Задание 1:
Ответьте по исходному тексту на три вопроса:
(а) Кто убедительно доказал глазковский возраст базайских погребений?
(б) Где найдена серпентиновая фигурка медведя или кабана со сверлиной в спине?
(в) Головки каких животных изображены на пестах?

По-видимому, настало время вернуться к точке зрения В.А. Городцова. Основания для этого следующие. Во-первых, неолитические сибирские и уральские скульптуры не древнее сейминско-турбинских. Г.А. Максименков убедительно доказал глазковский возраст базайских погребений, [32] что же касается глазковских погребений, то они входят в круг синхронных культур Бородино — Сейма — Карасук — Аньян, что доказано В.А. Городцовым и позднейшими работами М. Гимбутас и В.А. Сафронова. [33] Лоси с 6-го разреза Горбуновского торфяника датируются найденным в том же слое вислообушным топором, который большинство исследователей считают синхронным сейминским памятникам. Наконец, карельские скульптуры А.Я. Брюсов считал в целом синхронными сейминским, а В.И. Равдоникас так же датировал Оленеостровский могильник. Датировка Н.Н. Гуриной этого могильника III тысячелетием до н.э. не представляется убедительной. [33a] Во-вторых, звериные скульптуры, подобные северным, известны теперь и на юге. Это прежде всего серпентиновая фигурка медведя или кабана со сверлиной в спине из северо-западных Каракумов. Его чрезвычайно близкое сходство с карельскими топорами, украшенными головами животных, уже отмечалось. [34] В более восточных областях находки подобных скульптур располагаются длинной полосой, протянувшейся с юга на север через Западную Монголию (Кобдосский аймак), Южную Туву, Минусинскую котловину, р. Бухтарму и далее вниз по Иртышу и его притокам. Мы имеем в виду каменные песты или точильные камни с головками животных, также с подчёркиванием нижних челюстей. Один пест из Тувы найден в комплексе с медным двулезвийным ножом, напоминающим некоторые сейминско-турбинские и глазковские изделия. [35] Один такой точильный камень найден в Иране (некрополь Сиалк В, рис. 2, 11).

 

На пестах изображены головки лошадей, быков, баранов и верблюда (рис. 2, 3-10). [36]

(214/215)

Рис. 3.

Карасукская и сейминская бронзовая скульптура.

Задание 2: Сообщите, в скольких строках ниже встречается слово «jacket», с учетом регистра. В ответе укажите только число.

Строки упражнения:
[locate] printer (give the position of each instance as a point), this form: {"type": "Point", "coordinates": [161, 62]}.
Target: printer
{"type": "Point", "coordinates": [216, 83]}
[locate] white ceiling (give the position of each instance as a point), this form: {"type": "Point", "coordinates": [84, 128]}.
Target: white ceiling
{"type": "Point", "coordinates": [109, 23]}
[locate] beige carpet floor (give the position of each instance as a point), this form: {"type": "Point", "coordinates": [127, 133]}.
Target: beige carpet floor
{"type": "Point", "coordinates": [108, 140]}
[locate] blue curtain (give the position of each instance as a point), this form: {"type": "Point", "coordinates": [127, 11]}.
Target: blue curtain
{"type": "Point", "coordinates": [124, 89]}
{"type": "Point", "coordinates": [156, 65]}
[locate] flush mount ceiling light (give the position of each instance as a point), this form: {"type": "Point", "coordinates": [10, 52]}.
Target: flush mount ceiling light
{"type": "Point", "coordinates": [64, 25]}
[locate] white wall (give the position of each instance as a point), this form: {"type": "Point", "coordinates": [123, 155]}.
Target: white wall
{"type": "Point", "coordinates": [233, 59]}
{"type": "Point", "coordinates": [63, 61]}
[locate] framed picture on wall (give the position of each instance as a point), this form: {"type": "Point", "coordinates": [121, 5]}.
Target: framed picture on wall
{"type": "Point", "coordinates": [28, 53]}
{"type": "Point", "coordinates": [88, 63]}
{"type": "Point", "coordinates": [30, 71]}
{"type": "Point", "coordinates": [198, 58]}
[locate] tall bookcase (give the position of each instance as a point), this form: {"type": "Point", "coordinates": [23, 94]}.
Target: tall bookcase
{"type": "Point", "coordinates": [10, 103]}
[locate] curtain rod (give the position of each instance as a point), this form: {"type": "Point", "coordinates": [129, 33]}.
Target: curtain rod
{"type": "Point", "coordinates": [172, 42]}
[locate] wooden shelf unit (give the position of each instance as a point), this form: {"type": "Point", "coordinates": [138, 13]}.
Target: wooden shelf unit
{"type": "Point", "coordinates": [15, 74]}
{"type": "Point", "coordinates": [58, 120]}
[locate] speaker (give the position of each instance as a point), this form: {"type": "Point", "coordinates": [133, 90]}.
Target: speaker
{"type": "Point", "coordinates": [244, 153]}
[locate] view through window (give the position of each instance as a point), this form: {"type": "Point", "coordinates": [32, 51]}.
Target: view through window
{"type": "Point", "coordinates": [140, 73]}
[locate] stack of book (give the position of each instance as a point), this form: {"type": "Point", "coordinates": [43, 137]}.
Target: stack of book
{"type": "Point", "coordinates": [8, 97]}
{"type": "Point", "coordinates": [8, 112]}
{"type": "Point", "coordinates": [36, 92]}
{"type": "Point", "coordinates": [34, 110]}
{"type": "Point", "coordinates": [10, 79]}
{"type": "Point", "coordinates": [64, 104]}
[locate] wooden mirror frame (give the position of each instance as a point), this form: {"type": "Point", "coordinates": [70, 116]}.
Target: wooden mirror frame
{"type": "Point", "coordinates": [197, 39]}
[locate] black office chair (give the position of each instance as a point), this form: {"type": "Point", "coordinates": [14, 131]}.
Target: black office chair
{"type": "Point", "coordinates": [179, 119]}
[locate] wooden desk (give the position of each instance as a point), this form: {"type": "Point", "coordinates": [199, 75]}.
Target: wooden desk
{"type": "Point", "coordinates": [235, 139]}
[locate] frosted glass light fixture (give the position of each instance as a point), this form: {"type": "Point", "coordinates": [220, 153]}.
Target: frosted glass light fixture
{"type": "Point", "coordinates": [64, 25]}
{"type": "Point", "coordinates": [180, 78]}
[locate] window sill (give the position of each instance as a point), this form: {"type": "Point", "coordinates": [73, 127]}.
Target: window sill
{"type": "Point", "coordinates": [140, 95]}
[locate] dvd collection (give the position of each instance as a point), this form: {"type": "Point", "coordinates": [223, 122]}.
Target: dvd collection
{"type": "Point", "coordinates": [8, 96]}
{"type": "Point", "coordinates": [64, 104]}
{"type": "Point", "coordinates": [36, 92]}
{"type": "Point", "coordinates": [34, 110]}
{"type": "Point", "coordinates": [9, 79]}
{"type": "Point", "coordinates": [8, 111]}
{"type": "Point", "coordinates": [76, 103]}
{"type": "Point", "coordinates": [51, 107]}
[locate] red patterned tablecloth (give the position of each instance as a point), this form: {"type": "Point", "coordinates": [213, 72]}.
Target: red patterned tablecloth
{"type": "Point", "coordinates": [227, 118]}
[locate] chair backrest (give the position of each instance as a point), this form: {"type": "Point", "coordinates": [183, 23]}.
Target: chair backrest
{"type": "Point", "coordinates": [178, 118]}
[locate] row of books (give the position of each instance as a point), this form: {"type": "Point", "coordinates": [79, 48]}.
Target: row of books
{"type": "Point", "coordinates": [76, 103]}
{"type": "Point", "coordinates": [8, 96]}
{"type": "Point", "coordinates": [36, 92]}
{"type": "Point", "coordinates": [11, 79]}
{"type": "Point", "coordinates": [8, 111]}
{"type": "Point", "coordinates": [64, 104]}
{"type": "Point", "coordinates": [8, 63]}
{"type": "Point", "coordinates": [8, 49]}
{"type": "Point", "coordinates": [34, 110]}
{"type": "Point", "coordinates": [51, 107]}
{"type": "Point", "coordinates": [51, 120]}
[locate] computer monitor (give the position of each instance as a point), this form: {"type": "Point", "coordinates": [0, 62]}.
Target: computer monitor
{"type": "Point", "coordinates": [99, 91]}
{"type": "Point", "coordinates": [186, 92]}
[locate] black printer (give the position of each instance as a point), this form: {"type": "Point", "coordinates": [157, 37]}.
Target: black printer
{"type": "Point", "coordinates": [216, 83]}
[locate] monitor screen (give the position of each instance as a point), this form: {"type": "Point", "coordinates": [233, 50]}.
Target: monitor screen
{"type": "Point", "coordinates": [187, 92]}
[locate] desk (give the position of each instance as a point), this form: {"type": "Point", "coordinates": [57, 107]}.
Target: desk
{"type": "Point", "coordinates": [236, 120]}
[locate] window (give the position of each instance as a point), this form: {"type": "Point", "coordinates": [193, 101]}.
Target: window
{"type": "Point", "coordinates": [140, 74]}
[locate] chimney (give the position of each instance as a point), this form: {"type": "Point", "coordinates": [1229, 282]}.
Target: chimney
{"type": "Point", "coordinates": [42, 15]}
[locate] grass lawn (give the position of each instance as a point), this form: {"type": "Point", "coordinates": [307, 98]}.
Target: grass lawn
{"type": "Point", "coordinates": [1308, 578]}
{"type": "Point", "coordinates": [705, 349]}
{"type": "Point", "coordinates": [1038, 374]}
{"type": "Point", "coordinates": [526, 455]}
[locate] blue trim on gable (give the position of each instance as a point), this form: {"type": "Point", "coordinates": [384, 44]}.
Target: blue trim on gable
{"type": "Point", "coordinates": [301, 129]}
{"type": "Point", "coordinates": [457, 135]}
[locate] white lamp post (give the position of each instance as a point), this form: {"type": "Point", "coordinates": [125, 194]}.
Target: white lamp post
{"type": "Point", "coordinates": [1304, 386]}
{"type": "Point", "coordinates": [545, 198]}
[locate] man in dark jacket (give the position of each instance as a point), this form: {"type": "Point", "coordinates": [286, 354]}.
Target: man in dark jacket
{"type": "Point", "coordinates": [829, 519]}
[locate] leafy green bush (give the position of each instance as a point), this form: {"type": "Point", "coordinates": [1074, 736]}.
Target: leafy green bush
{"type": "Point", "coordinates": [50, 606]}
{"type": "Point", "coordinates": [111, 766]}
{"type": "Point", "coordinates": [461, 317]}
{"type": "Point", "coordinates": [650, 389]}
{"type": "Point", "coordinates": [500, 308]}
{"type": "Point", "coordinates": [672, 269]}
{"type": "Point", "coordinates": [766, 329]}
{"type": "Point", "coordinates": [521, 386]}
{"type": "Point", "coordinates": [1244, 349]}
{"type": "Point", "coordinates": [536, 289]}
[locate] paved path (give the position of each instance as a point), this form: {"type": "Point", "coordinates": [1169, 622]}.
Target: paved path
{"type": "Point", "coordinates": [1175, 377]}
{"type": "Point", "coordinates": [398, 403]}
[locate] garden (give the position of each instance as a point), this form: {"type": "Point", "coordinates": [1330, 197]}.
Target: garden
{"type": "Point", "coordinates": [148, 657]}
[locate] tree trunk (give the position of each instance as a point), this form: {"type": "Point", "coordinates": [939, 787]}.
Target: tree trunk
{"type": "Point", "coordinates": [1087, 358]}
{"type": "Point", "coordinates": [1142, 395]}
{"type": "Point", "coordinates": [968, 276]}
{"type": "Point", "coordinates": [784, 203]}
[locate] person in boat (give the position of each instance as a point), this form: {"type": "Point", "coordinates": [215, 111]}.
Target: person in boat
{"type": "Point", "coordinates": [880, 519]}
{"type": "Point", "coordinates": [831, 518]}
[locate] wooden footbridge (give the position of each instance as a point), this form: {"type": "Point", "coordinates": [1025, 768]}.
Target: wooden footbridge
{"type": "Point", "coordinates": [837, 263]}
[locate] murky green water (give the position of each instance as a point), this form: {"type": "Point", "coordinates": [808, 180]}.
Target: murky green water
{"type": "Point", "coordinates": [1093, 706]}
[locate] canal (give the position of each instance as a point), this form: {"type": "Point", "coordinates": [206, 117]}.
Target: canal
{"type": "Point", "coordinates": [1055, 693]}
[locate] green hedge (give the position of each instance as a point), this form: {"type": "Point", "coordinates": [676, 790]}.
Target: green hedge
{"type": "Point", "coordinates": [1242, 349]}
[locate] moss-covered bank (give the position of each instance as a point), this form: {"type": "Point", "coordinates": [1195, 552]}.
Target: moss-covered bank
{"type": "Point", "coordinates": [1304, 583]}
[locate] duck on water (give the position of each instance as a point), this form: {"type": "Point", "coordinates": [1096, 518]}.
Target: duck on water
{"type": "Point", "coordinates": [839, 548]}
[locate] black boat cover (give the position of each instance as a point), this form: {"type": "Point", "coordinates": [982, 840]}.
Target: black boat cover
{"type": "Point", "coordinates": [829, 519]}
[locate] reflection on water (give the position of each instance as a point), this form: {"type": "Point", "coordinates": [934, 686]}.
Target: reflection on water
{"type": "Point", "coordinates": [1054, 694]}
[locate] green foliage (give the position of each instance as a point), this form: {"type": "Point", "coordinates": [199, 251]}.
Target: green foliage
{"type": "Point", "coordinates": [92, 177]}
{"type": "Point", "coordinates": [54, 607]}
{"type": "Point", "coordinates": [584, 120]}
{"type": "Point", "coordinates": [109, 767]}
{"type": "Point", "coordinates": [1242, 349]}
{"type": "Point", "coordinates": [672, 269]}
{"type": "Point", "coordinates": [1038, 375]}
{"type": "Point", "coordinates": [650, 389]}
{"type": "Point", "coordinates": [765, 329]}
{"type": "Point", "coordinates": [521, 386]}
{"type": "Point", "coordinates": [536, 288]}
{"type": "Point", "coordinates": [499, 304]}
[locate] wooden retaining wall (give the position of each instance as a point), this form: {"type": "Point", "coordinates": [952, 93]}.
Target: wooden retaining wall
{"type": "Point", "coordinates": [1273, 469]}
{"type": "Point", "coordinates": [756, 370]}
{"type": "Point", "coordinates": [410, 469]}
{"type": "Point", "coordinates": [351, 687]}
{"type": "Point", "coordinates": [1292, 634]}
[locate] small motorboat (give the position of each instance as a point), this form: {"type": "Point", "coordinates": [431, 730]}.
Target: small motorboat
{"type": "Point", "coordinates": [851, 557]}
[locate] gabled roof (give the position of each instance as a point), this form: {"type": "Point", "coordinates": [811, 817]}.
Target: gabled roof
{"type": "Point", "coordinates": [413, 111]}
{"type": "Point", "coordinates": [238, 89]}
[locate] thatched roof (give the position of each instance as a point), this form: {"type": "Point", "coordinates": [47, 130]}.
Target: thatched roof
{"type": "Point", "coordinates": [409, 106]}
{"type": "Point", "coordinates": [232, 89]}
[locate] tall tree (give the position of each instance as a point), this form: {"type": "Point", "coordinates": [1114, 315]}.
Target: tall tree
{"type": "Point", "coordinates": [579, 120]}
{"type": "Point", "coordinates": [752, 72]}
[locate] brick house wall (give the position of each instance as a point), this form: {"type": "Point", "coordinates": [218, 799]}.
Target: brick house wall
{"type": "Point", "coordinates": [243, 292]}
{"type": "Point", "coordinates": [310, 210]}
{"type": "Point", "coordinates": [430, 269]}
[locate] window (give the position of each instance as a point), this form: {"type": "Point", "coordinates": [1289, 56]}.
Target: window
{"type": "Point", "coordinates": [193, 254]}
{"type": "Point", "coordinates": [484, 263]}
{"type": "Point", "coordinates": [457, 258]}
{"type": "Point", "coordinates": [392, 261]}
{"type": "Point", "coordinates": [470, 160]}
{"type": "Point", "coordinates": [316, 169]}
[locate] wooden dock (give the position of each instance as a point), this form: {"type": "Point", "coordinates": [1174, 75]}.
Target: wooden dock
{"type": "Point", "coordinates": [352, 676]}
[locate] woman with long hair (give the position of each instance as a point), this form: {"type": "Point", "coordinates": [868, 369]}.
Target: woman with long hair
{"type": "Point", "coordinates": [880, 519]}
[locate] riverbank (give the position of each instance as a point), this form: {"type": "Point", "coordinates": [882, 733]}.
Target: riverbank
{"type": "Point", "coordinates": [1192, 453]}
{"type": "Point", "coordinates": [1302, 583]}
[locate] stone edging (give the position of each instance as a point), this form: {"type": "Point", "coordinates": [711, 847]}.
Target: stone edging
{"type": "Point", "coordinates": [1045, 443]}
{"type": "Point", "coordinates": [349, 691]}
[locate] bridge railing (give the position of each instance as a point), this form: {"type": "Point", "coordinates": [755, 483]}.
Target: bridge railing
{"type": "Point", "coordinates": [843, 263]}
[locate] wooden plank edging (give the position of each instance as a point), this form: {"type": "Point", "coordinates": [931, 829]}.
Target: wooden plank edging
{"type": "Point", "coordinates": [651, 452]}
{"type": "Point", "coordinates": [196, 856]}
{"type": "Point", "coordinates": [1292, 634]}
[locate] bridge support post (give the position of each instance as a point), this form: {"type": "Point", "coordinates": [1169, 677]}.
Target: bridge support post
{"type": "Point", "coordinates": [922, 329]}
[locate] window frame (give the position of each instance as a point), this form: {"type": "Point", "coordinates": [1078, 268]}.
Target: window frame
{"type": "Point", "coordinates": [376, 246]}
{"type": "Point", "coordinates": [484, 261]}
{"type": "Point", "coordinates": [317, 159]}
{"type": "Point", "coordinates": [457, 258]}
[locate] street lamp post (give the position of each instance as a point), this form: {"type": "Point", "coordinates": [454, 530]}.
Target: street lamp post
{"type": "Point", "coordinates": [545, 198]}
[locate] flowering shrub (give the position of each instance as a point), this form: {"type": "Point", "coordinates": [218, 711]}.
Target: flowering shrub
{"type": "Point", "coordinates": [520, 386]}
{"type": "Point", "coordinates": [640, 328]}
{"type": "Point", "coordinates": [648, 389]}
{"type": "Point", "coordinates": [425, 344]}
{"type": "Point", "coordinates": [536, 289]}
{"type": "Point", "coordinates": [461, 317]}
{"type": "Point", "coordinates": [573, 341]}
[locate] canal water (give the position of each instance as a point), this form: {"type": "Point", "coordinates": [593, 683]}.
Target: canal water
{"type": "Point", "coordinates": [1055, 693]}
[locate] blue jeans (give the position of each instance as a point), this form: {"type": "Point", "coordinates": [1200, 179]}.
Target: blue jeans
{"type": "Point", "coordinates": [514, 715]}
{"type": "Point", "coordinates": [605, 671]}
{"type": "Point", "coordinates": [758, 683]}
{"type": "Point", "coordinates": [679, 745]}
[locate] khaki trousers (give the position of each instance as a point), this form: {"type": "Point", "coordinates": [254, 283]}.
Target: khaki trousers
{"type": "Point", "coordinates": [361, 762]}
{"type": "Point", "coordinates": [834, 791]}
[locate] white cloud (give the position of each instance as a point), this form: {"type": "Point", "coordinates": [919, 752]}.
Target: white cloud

Решение 1:
(а) Г.А. Максименков.
(б) В северо-западных Каракумах.
(в) Лошадей, быков, баранов и верблюда.

Решение 2: 2